[抜粋本文]
========

「祇園へ行きますか」。寂庵で少し話をした後で、瀬戸内寂聴は気にいった来客に必ずそう誘うらしい。誘われなかったら、それまでの人だということだ。行き先は茶屋の「みの家」。そこのおかみさん・吉村千万子は「京まんだら」のモデルになってもいるのだが、馴染みの茶屋は一軒しか持てないのがルール。つまり寂聴はそこしか行けないとなっている。嵯峨野から祇園へ、何とも華やかな花見気分となること請け合いである。鬱々としている老人の気分を派手な茶屋遊びで一気に吹き払ってもらいたいものだが、かなわぬ夢である。

========

[資料の読解]
• a. 次の記述 (i)〜(iii) が抜粋本文の内容と一致するかを判定し、それぞれ「はい」か「いいえ」で答え、判断の根拠となる本文の語句をそのまま引用してください。
(i) 寂聴が来客を連れて行く先は茶屋の「みの家」である。
(ii) 寂聴は祇園に馴染みの茶屋を何軒も持っている。
(iii) 「みの家」のおかみさんは「京まんだら」のモデルになっている。
• b. 寂聴と祇園の茶屋を扱った抜粋本文について、最後の文の後から続きを書き継いでください。
以下のレコードは本文とは無関係です。

[提示レコード]
========

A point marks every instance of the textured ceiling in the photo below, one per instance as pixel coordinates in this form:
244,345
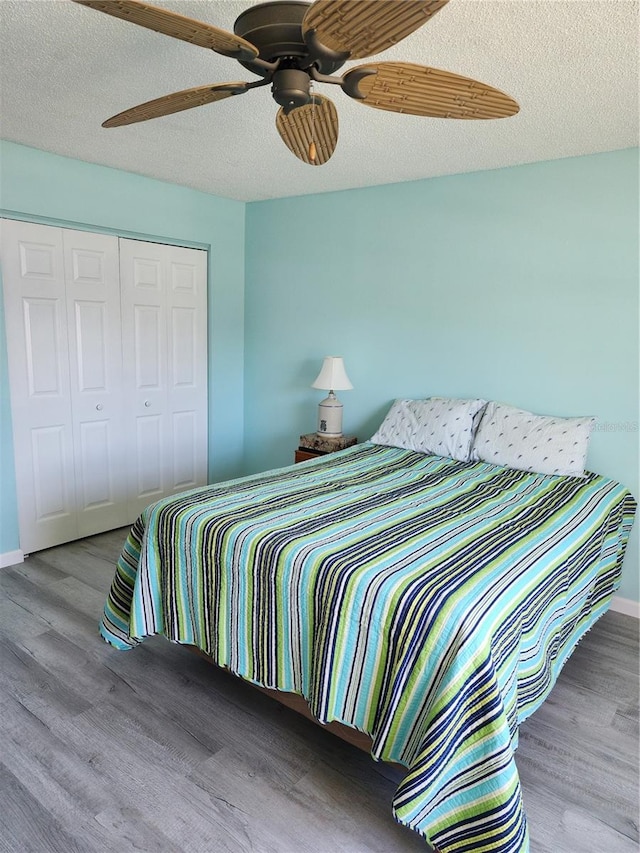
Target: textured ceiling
571,64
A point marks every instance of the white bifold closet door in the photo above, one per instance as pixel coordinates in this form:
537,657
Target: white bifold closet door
164,334
97,424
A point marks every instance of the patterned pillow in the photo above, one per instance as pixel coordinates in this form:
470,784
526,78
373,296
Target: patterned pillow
528,442
438,426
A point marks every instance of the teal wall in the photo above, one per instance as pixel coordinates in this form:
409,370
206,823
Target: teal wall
518,285
55,190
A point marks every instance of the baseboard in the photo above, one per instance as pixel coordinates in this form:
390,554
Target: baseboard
626,606
11,558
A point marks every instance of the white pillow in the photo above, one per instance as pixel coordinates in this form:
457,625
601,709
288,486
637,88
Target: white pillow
438,426
545,445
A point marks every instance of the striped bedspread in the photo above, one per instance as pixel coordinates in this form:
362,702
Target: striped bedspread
426,602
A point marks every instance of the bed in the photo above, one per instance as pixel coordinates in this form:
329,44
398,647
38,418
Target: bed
426,602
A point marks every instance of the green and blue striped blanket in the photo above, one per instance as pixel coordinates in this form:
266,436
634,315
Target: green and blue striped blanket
426,602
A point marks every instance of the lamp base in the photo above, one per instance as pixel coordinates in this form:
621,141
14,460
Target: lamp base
330,417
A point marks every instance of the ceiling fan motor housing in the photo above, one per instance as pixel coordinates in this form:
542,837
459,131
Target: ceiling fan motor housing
275,28
290,88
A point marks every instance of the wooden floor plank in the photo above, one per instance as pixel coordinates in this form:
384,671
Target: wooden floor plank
156,750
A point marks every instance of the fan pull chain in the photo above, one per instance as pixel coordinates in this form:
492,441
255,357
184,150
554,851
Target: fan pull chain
312,145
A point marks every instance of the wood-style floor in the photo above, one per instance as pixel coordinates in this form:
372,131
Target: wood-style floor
155,750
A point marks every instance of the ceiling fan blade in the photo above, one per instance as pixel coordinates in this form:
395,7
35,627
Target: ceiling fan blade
174,103
419,90
363,28
310,132
177,26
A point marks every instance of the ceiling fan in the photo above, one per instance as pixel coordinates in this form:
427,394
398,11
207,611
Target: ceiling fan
293,45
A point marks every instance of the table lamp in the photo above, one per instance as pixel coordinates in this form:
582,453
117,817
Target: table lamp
332,377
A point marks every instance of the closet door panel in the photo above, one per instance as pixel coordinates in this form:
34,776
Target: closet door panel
187,353
144,324
37,337
165,357
95,346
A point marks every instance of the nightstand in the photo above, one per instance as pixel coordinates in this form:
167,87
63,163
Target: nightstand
313,445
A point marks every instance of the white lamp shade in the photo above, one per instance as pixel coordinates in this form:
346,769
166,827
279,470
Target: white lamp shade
333,376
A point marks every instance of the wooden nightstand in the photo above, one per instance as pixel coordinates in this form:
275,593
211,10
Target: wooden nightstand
313,445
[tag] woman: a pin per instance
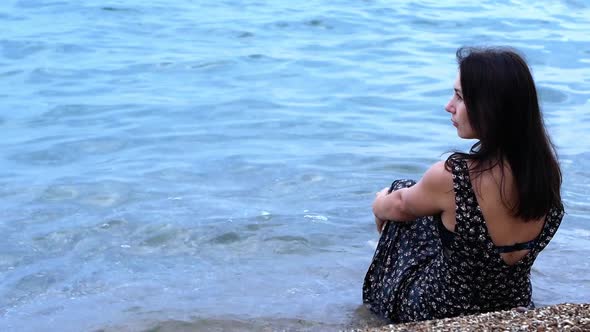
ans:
(463, 239)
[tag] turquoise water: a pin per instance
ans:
(200, 165)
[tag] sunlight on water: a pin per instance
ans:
(216, 170)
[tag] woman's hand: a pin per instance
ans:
(380, 223)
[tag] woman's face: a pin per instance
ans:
(459, 117)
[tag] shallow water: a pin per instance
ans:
(167, 163)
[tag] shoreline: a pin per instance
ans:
(561, 317)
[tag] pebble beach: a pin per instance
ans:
(559, 317)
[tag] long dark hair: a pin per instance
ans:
(503, 109)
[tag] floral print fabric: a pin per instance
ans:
(414, 277)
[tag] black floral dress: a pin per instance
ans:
(420, 271)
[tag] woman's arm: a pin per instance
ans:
(429, 196)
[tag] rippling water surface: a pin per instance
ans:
(200, 165)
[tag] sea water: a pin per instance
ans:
(175, 165)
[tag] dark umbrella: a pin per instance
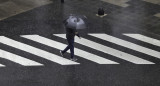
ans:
(77, 22)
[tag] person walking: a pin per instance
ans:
(71, 31)
(72, 24)
(70, 34)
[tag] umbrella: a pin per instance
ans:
(78, 22)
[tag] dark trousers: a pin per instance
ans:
(70, 46)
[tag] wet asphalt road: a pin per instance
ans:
(47, 20)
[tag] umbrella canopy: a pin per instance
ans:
(76, 22)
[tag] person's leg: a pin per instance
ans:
(71, 45)
(68, 47)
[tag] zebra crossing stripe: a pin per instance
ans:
(109, 50)
(36, 51)
(128, 44)
(144, 39)
(18, 59)
(78, 52)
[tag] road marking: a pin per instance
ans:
(128, 44)
(144, 39)
(36, 51)
(18, 59)
(61, 46)
(109, 50)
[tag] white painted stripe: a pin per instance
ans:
(110, 51)
(128, 44)
(18, 59)
(78, 52)
(36, 51)
(144, 39)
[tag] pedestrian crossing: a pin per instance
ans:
(80, 52)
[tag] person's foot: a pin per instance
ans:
(74, 59)
(61, 53)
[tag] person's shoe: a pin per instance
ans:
(74, 59)
(61, 53)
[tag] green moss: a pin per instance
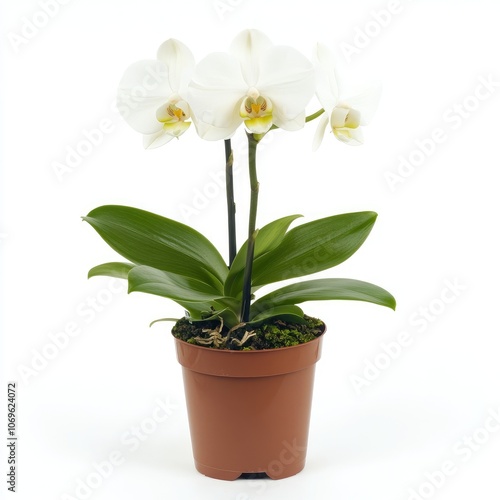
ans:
(272, 335)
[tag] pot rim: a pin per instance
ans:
(257, 363)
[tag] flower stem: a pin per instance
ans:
(252, 232)
(314, 115)
(231, 206)
(308, 118)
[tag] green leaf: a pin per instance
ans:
(113, 269)
(173, 286)
(314, 247)
(324, 289)
(148, 239)
(268, 238)
(170, 320)
(290, 313)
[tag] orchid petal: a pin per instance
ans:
(320, 131)
(152, 141)
(215, 95)
(180, 63)
(366, 103)
(350, 136)
(249, 47)
(327, 89)
(287, 78)
(142, 90)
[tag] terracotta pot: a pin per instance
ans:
(249, 410)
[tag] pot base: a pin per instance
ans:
(231, 475)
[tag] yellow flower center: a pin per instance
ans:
(174, 115)
(257, 112)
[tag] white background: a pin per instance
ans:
(437, 227)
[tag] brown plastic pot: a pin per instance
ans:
(249, 410)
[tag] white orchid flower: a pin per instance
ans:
(152, 94)
(345, 115)
(257, 83)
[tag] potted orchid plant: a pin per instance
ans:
(248, 358)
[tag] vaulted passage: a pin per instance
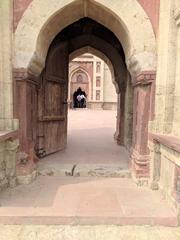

========

[課題の解答]
• a.
(i) はい：「行き先は茶屋の「みの家」。」
(ii) いいえ：「馴染みの茶屋は一軒しか持てないのがルール。」
(iii) はい：「そこのおかみさん・吉村千万子は「京まんだら」のモデルになってもいる」

• b.
ひょんなことから、寂聴と齋藤慎爾の対談をまとめた「寂聴詩歌伝」(本阿弥書店)を手にした。齋藤は「寂聴伝 良夜玲瓏」をまとめており、その後「ひばり伝 蒼穹流謫」、「周五郎伝 虚空巡礼」など精力的にものしている。寂聴91歳、齋藤74歳。ひょっとしたら17歳で、あなたを産んでいたとしても不思議ではない。父親のことは問わず、こんな天才で、世にもやさしい心根の男の子の母になっていたら、どんなに誇らしく幸せだっただろう。愚かなそそっかしい母は、次々まきこまれる情事の逐一を語り、相談する、と相変わらず人たらしの面目躍如で始まっている。ふたりの出会いは井上光晴の紹介で始まっている。寂聴の最後の恋人が井上光晴で、齋藤は井上に弟子入りし、原稿の清記などしていた。ほぼ40年に近い付き合いである。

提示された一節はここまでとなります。